──────── EXTRAIT DU DOCUMENT

A l’issue de cette étude les principaux résultats ont été présentés au Comité d’experts apicoles du CNOPSAV (décembre 2020) :

Le piégeage des fondatrices de Vespa velutina au printemps permet de réduire le nombre de nids de frelon asiatique à condition qu’il soit répété durant plusieurs printemps successifs. De premiers résultats montrent qu’avec un piégeage en continu l’effet sur le nombre de nids est renforcé (par exemple, un piégeage répété sans interruption durant 4 années est deux fois plus efficace que lorsqu’il est réalisé seulement sur 3 années). Pour une meilleure efficacité, il est préférable de privilégier un maillage spatial fin et régulier : par exemple sur une surface de 3 km² (cercle de 1 km de rayon autour du rucher à protéger), il faudrait installer 59 pièges répartis avec une distance entre 2 pièges de 350 m. Compte tenu de l’absence de pièges et d’appâts totalement sélectifs et de l’impact du piégeage sur l’entomofaune, il est nécessaire de suivre les précautions d’usage et de limiter la mise en œuvre des actions de piégeage à des territoires où le frelon représente une difficulté pour l’apiculture et menace la survie des colonies. La mise en place, le suivi des pièges et l’évaluation de leur efficacité impliquent une coordination locale rigoureuse.

Une étude basée sur la science collaborative

L’étude a été réalisée dans trois départements : Vendée (85), Morbihan (56) et Pyrénées-Atlantiques (64). L’étude a consisté à réaliser un suivi précis et rigoureux de l’effort de piégeage et des captures ainsi que de l’évolution du nombre de nids et de la pression de prédation. Pour cela, l’ITSAP et le MNHN ont demandé la remontée la plus exhaustive possible des informations suivantes :

    le nombre et la localisation des pièges et des fondatrices piégées au printemps,

    le nombre et la localisation des nids observés tout au long de la saison,

    le niveau de pression de prédation des frelons à pattes jaunes dans les ruchers.

Un important degré de précision quantitative et spatiale a été nécessaire pour étudier les relations spatio-temporelles entre ces variables.

L’étude était basée sur un principe de science collaborative en s’appuyant sur des réseaux de participants bénévoles pour l’acquisition et la transmission des données sur l’ensemble des trois départements et sur plusieurs années.

L’ITSAP s’est appuyé sur des structures partenaires locales chargées de mobiliser et d’organiser les réseaux de participants bénévoles à l’échelle des départements, et de centraliser les données collectées et transmises grâce aux documents fournis par les scientifiques (voir Tableau 1).

────────────────
──────── LES DONNÉES

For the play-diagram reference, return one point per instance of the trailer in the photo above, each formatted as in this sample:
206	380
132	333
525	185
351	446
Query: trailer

────────────────

- _TRAVAIL À RÉALISER_:
#1 Répondez à ces questions sur l'extrait consacré au frelon asiatique :
(a) Combien de pièges faudrait-il installer sur une surface de 3 km², et à quelle distance les uns des autres ?
(b) Dans quels départements l'étude a-t-elle été réalisée ?
(c) Sur quel principe l'étude reposait-elle pour l'acquisition et la transmission des données ?
#2 Rédigez la suite de l'extrait consacré au frelon asiatique, à partir de sa dernière phrase.

- _RÉPONSES PAR CONSIGNE_:
#1
(a) 59 pièges, avec une distance de 350 m entre deux pièges.
(b) En Vendée (85), dans le Morbihan (56) et dans les Pyrénées-Atlantiques (64).
(c) Sur un principe de science collaborative, qui s'appuie sur des réseaux de participants bénévoles.

#2
Tableau 1 : Structures partenaires à contacter pour participer à l’étude.

Les participants bénévoles étaient principalement des apiculteurs des groupements de défense sanitaire apicole (GDSA) et des entreprises de désinsectisation qui détruisent les nids. Les municipalités ont complété le recensement des pièges et des nids en communiquant auprès des administrés pour identifier des actions de piégeage d’initiative personnelle et de signalements de nids détruits ou non (Tableau 2).

L’ITSAP et le MNHN ont aussi réalisé un inventaire de nids en fin d’année dans les trois départements. Il était destiné à compléter celui fourni par les structures partenaires locales qui englobait essentiellement des signalements de nids détruits sans doute fortement influencés par la fréquentation des lieux et le risque associé à la présence de frelons. Notre démarche visait donc à évaluer et corriger ces biais en réalisant des prospections intensives de nids non détruits dans des zones échantillons au moment où ceux-ci deviennent visibles après la chute des feuilles des arbres.

Tableau 2 : Récapitulatif des principales sources de collecte de données.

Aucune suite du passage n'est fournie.